Pointing and labeling entries

━━━━━━━━━━

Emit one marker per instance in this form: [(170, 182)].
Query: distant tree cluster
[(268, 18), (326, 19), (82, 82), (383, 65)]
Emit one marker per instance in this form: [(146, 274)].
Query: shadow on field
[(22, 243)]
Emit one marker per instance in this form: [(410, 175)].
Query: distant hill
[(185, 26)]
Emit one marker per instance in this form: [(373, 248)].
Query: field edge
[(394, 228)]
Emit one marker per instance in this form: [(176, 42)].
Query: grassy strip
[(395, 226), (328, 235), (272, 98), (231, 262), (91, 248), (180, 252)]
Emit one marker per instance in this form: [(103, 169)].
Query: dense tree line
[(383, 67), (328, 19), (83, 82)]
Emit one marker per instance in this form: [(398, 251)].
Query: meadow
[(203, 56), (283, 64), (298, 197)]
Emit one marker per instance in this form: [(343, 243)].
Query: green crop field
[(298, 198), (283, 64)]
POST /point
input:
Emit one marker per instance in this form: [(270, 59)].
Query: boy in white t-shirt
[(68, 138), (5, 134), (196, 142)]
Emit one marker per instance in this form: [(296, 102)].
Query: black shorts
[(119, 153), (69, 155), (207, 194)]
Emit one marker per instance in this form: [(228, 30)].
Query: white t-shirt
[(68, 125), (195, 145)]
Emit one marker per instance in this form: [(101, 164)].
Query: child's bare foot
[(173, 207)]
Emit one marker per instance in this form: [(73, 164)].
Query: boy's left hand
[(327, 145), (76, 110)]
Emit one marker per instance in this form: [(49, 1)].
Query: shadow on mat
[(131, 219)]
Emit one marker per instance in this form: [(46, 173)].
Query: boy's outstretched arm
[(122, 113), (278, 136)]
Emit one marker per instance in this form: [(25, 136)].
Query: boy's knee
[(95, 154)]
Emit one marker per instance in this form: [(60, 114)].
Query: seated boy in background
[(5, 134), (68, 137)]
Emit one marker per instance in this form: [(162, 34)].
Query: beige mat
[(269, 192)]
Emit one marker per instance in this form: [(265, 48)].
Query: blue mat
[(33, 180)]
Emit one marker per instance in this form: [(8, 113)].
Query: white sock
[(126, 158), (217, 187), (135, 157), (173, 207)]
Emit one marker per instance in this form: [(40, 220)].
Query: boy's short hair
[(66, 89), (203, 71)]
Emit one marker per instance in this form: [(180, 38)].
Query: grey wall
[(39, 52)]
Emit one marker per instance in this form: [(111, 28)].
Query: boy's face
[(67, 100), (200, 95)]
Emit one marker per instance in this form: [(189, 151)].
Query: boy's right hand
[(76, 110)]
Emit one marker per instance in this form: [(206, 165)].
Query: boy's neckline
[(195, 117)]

━━━━━━━━━━

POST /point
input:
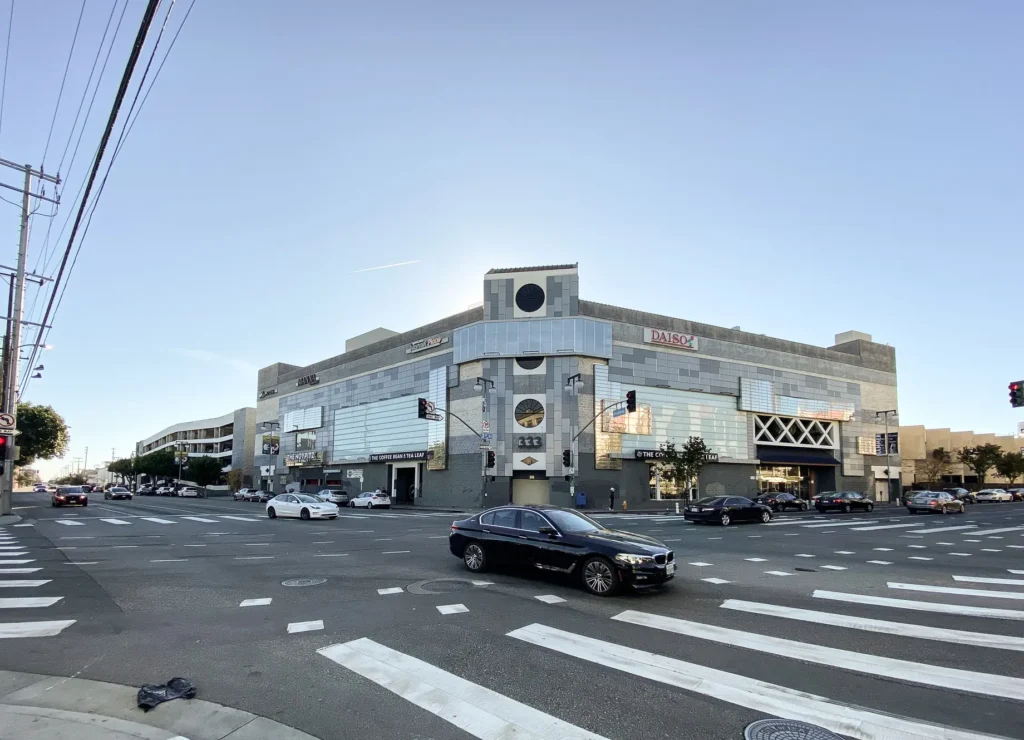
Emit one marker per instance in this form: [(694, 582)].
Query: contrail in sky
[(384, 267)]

━━━━━━━━━━

- [TO DO]
Please rewrite the lines starting with the one containing "Emit one marker per instance in this form: [(170, 182)]." and ending with the one containing "[(22, 243)]" as a numbered list, including both of those lines and omitting any blank ones.

- [ANSWER TO THIS TASK]
1. Emit one marker per instance in this form: [(170, 182)].
2. Query: distant tree cluster
3. [(268, 18), (326, 19), (82, 82), (383, 65)]
4. Emit one marker per instance in this form: [(146, 274)].
5. Query: shadow on field
6. [(22, 243)]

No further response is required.